— begin Records supplied —
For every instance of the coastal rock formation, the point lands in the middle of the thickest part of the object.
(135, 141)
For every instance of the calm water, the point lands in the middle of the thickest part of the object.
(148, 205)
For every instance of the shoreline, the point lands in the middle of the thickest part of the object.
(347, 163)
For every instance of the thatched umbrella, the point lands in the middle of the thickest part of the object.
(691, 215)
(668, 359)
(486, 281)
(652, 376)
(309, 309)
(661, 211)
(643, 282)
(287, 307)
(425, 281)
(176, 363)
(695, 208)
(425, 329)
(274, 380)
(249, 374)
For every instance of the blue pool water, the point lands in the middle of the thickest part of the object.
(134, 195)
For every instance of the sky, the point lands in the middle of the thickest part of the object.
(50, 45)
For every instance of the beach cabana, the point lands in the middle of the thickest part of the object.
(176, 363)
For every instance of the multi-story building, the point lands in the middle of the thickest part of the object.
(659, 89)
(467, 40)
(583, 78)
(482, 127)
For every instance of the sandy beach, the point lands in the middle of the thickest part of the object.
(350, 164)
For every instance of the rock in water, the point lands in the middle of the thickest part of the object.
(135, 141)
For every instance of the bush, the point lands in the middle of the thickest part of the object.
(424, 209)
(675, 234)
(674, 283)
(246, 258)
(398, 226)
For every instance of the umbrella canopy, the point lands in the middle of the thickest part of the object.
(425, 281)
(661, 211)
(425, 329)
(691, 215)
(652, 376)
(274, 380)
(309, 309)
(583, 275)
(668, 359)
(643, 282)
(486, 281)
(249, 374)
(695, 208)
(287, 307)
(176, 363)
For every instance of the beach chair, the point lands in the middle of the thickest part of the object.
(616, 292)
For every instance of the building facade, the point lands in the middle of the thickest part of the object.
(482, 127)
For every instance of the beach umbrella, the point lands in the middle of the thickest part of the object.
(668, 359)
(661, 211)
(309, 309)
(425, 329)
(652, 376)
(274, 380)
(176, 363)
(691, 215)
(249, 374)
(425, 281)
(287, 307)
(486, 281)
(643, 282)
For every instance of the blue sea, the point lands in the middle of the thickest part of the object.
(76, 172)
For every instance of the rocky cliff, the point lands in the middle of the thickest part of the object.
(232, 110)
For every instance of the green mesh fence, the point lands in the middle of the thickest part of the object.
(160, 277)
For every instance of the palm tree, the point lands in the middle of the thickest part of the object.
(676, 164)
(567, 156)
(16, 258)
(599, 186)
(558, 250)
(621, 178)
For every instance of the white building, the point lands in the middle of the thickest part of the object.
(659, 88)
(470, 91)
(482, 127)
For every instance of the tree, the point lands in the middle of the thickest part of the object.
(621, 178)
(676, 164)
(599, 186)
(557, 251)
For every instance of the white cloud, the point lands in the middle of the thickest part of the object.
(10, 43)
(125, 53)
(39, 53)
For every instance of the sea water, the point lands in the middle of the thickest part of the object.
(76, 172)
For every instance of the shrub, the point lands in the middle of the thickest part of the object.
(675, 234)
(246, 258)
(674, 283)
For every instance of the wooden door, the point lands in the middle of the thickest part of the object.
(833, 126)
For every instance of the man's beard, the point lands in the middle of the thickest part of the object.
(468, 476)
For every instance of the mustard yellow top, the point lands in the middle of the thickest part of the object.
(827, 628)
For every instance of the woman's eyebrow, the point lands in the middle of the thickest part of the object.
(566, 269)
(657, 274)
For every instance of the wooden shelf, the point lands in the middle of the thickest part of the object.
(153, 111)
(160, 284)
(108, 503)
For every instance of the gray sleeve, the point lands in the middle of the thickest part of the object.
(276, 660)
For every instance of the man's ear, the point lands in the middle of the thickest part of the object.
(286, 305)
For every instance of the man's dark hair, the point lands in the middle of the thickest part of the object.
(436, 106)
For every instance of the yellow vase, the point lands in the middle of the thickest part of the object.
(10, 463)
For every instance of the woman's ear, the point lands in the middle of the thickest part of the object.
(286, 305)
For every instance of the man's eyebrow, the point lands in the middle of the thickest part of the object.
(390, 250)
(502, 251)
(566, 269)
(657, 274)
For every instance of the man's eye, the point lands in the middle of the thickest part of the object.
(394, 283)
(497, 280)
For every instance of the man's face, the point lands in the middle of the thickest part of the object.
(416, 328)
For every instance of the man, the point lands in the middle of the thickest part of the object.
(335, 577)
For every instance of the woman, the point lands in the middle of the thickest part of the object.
— end Records supplied —
▸ Task brief
Quote the lines of the material above word for word, from the first to the last.

▸ Written solution
For every instance of the coastal rock formation, the point lands in the middle of the thickest part of the object.
(135, 141)
For every instance of the calm water, the point lands in the middle of the thickest part of the object.
(148, 205)
For every instance of the shoreline, the point lands in the middle of the thickest part of the object.
(347, 163)
For every instance of the thatched umbrella, the point lands in the middle of the thickest part of the object.
(691, 215)
(668, 359)
(486, 281)
(652, 376)
(309, 309)
(661, 211)
(643, 282)
(287, 307)
(425, 281)
(176, 363)
(695, 208)
(425, 329)
(274, 380)
(249, 374)
For every instance of the blue pool water, the point lands in the middle of the thickest part of the object.
(134, 195)
For every instance of the sky, the point lands in the middle of the thickest part of the object.
(50, 45)
For every instance of the beach cabana, the point lands in the middle of the thickest part of the object.
(176, 363)
For every instance of the multi-story building, the point lands in the middle of the thickest part of the object.
(659, 89)
(467, 40)
(583, 78)
(482, 127)
For every instance of the sandy beach, the point lands in the middle of the thickest part of the object.
(350, 164)
For every instance of the rock in water, the point lands in the middle of the thickest part of the object.
(135, 141)
For every instance of the bush, the point lands in the middle of the thickest part of the object.
(424, 209)
(675, 234)
(674, 283)
(246, 258)
(398, 226)
For every instance of the umbrella canopy, the point lands in the middle of the thickest part of the object.
(425, 281)
(661, 211)
(425, 329)
(691, 215)
(652, 376)
(274, 380)
(309, 309)
(583, 275)
(668, 359)
(643, 282)
(486, 281)
(249, 374)
(695, 208)
(287, 307)
(176, 363)
For every instance of the beach chair, the point lands in the middle of the thickest part of the object.
(616, 292)
For every instance of the building facade, the point lands in the middle of the thickest part of the object.
(482, 127)
For every instance of the beach umbrella, the point lands in the middle of the thickest part of the object.
(668, 359)
(661, 211)
(309, 309)
(425, 329)
(652, 376)
(274, 380)
(176, 363)
(691, 215)
(249, 374)
(425, 281)
(287, 307)
(486, 281)
(643, 282)
For every instance of the blue sea, the point lands in the middle of the thickest part of the object.
(76, 172)
For every instance of the rocky cliff, the point lands in the middle of the thickest part of the object.
(232, 110)
For every instance of the green mesh fence, the point lands in the middle of the thickest part of the object.
(160, 277)
For every instance of the palm tree, the point lands in the middle of the thickest part of the object.
(676, 164)
(567, 156)
(16, 258)
(599, 186)
(558, 250)
(621, 178)
For every instance of the white building, the point lands in the middle of the thickest part of the object.
(659, 88)
(470, 91)
(482, 127)
For every instance of the tree, the point lands in the middle of the thickest part of the object.
(621, 178)
(676, 164)
(599, 186)
(557, 251)
For every instance of the white cloud, the point lands in the middle of the thickest part of the object.
(10, 43)
(125, 53)
(39, 53)
For every instance of the sea water, the point lands in the middle of the thickest part of the object.
(76, 172)
For every instance of the shrub, the point lands in the middle of the thickest part of the object.
(675, 234)
(246, 258)
(674, 283)
For every instance of the wooden door, the point lands in the middle of the thickest part of the object.
(833, 126)
For every instance of the man's beard, the point lands in the middle of the thickest part of the object.
(468, 476)
For every instance of the mustard yellow top, the point lands in the middle of the thickest part of the object.
(827, 628)
For every instance of the woman's eyebrow, the point lands in the middle of the thickest part of the object.
(566, 269)
(657, 274)
For every instance of the wooden shelf, the point lands in the middle of the thickest part of the object.
(153, 111)
(160, 284)
(108, 503)
For every instance of the gray sleeve, the point lands in the middle of the thickest part of the object.
(276, 660)
For every instance of the man's ear, the point lands in the middle of the thickest part of the object.
(286, 305)
For every instance of the man's dark hair, the point lands in the middle of the thickest part of the object.
(436, 106)
For every instance of the yellow vase, the point lands in the middle of the thickest part of the object.
(10, 463)
For every instance of the woman's ear, the point lands in the middle of the thickest part of the object.
(286, 305)
For every instance of the man's eyebrow, the point lands in the middle of the thickest part of the object.
(390, 250)
(502, 251)
(566, 269)
(657, 274)
For every instance of the man's eye, the point lands in the middle of the thickest part of the object.
(394, 283)
(497, 280)
For every instance of the man's face, the point lands in the middle of the thickest part of the object.
(416, 328)
For every instance of the man, the point lands in the middle of the thickest part of the object.
(335, 577)
For every instance of the woman, the point lands in the middle of the thickest part of the object.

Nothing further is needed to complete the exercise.